Exercise prompt —
Could you copy the records below exactly, leaving out any pictures?

Material provided —

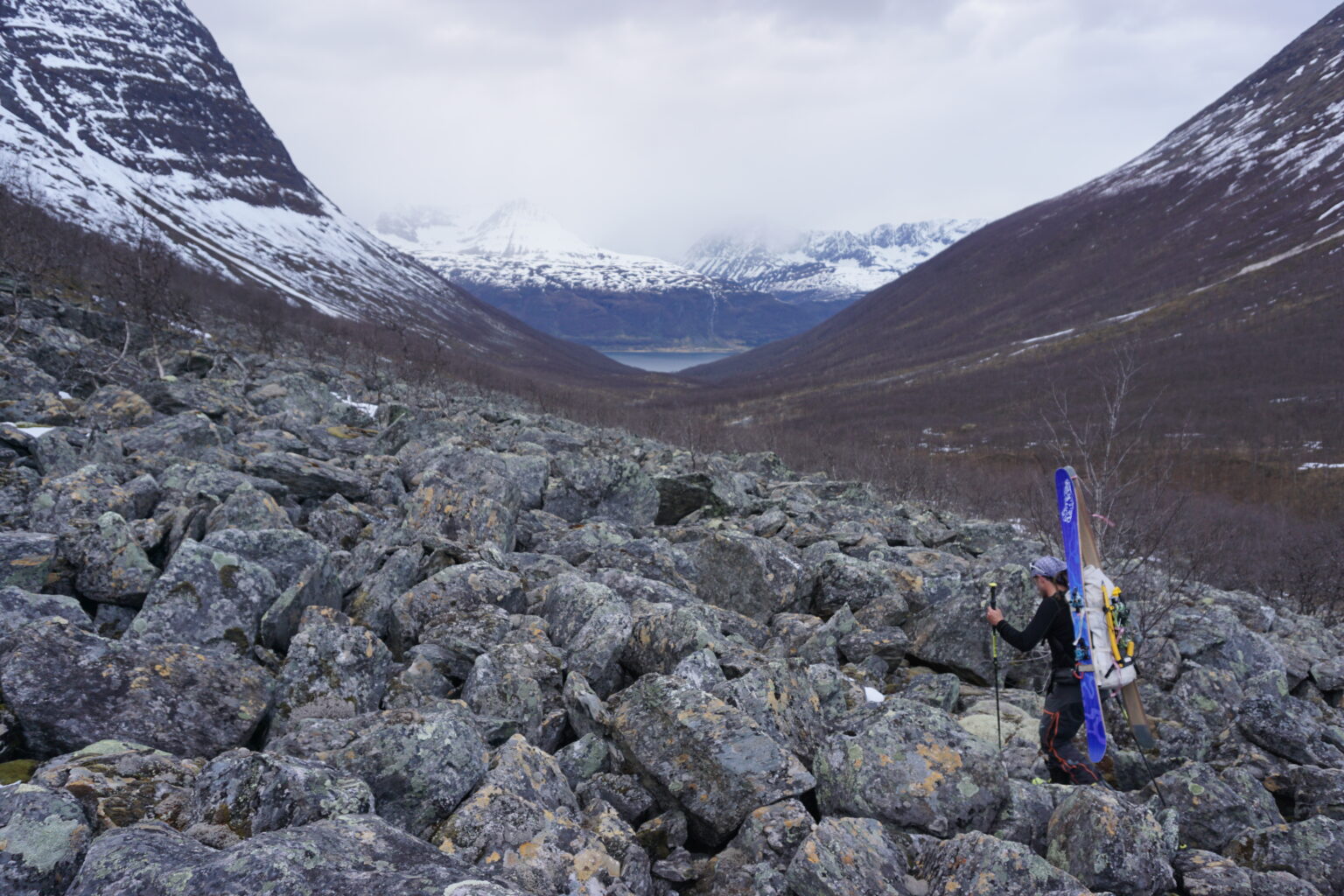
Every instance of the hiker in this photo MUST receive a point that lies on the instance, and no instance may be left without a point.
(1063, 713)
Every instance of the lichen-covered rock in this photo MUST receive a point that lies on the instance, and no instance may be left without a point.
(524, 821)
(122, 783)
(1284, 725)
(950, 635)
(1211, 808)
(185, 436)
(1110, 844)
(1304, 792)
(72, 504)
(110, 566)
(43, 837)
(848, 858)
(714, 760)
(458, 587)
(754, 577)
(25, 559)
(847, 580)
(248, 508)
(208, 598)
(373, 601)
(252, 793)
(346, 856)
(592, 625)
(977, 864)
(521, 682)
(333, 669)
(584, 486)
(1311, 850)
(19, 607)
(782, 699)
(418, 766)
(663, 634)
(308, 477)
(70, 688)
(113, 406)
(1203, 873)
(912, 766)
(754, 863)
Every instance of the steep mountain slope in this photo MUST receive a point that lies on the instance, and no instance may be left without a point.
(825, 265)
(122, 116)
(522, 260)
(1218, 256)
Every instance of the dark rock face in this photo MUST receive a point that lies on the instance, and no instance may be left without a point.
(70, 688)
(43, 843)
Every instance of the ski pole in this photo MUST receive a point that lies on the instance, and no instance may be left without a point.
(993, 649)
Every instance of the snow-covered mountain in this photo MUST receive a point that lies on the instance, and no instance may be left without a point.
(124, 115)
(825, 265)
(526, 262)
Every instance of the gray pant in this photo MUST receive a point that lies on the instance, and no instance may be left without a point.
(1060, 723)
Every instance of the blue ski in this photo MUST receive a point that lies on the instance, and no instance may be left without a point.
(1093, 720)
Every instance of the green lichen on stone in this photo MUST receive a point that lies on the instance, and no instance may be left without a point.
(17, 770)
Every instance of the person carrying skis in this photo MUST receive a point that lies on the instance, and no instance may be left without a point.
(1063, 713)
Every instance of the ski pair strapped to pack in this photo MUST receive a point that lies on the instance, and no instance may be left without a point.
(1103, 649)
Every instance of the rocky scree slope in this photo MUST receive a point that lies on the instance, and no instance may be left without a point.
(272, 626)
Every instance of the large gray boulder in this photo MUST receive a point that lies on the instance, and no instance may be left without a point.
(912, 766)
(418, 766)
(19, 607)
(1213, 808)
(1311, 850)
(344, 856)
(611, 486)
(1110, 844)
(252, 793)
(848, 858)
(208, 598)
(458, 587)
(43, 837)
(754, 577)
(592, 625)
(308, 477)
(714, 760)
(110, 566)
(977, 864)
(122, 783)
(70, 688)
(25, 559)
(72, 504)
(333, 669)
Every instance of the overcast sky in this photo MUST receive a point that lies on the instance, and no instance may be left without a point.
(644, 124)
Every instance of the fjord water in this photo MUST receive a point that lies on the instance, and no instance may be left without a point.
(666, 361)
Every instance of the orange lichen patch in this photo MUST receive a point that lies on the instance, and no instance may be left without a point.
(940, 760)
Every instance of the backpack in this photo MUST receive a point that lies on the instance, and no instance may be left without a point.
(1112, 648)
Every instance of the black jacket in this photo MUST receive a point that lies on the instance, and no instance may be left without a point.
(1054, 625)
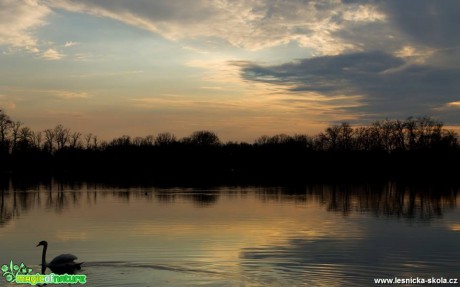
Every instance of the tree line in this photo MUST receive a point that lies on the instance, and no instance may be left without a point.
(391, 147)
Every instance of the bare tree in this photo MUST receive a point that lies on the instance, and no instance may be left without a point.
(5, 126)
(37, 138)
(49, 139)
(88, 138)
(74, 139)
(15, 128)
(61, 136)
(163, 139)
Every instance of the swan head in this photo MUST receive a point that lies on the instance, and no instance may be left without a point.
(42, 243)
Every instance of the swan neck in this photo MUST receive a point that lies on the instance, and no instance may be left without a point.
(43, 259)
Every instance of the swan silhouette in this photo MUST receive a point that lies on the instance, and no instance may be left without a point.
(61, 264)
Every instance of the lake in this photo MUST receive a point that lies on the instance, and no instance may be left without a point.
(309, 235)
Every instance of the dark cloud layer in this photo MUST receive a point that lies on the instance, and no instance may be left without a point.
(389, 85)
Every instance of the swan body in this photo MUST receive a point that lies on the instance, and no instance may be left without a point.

Response —
Every instance of the hiker in this photo MUST receive a point that lies on the instance, and no instance may be left without a point.
(1063, 713)
Every instance of the lichen-covered rock in this photo MUST receive a point that lies on the instance, and no instance may be left without a point.
(524, 821)
(122, 783)
(1284, 725)
(950, 635)
(1211, 808)
(185, 436)
(1110, 844)
(1304, 792)
(72, 504)
(110, 566)
(43, 837)
(848, 858)
(714, 760)
(458, 587)
(754, 577)
(25, 559)
(847, 580)
(248, 508)
(208, 598)
(373, 601)
(252, 793)
(346, 856)
(592, 625)
(977, 864)
(521, 682)
(333, 669)
(584, 486)
(1311, 850)
(19, 607)
(782, 699)
(418, 766)
(663, 634)
(308, 477)
(70, 688)
(113, 406)
(1203, 873)
(912, 766)
(754, 863)
Every instance of the steep mountain slope in this photo MUST receive a point that lies on the instance, and no instance may be left without a point.
(825, 265)
(122, 116)
(522, 260)
(1218, 256)
Every instance of the dark rock face in this photo MUST receive a point that lies on the instance, and no instance may be left without a point.
(70, 688)
(43, 843)
Every instance of the ski pole in this photo MUST receive a point that lies on the instance, and no instance may be left without a point.
(993, 649)
Every instance of the snow-covered mountain in this photo MUST receive a point that lies on the instance, and no instance may be left without a point.
(124, 115)
(825, 265)
(526, 262)
Every instance of the gray pant in this photo MUST receive a point that lies on the instance, and no instance may be left without a point.
(1060, 723)
Every instance of the blue ski in this photo MUST receive a point that lies on the instance, and no instance may be left without a point.
(1093, 720)
Every instance of the green lichen on stone in this photo MUST receive a point that lies on the instance, and no instance may be left without a point.
(17, 770)
Every instance of the person carrying skis in this photo MUST receive a point that lies on the instance, and no instance may be left without a point.
(1063, 713)
Every instance of the ski pair strapped to pack in this photo MUST receive a point that lies on the instance, and no instance may be left without a point.
(1103, 649)
Every instance of the rocky scree slope in this photo MUST receive a point that lies on the instance, and no instance may be left without a point.
(272, 626)
Every instance of the large gray boulder in this photo MUST receive a point that lies on the instance, and no instance may be left without a point.
(912, 766)
(418, 766)
(19, 607)
(1213, 808)
(1311, 850)
(344, 856)
(611, 486)
(1110, 844)
(252, 793)
(848, 858)
(208, 598)
(458, 587)
(43, 837)
(754, 577)
(592, 625)
(308, 477)
(714, 760)
(110, 566)
(977, 864)
(122, 783)
(70, 688)
(25, 559)
(72, 504)
(333, 669)
Every instance of the overcast sky in this photo MUST receive a point that lies on the instance, and no instance may be left without a point.
(644, 124)
Every instance of the fjord water in this photo MUST receive a point that lies on the instance, and no instance may be left without a point.
(666, 361)
Every instance of the orange lichen patch in this photo MUST receive a point that lies on the instance, and no instance may be left without a point.
(940, 760)
Every instance of the backpack in this photo MUST receive a point that lies on the instance, and no instance may be left without a point.
(1112, 648)
Every instance of the black jacket in this photo MUST receive a point that lies on the instance, and no instance may be left without a point.
(1054, 625)
Every instance of the tree line in this photo MUST receive a point that lies on the instance, and no instance may be left without a point.
(391, 147)
Every instance of the bare tree in this photo MUST receive a point that lies on the instance, and no instance may be left without a point.
(5, 126)
(37, 138)
(49, 139)
(88, 138)
(74, 139)
(15, 128)
(61, 136)
(163, 139)
Every instance of the swan head in this photo MUST receive a point that lies on the instance, and no instance may be left without a point.
(42, 243)
Every instance of the swan neck in this photo MUST receive a point that lies on the instance, and no instance may be left without a point.
(43, 259)
Every instance of the swan silhouette in this photo MUST receive a point that lies on the instance, and no instance may be left without a point.
(61, 264)
Every instance of the lake in this photo MUST receive a point that lies on the instance, and no instance may be left without a point.
(309, 235)
Every instance of the dark cloud layer in this photo MUST receive a point that lies on the instance, and no instance may be left without a point.
(389, 85)
Every instance of the swan body in this photo MUST receive a point that lies on the instance, and no instance may be left without a point.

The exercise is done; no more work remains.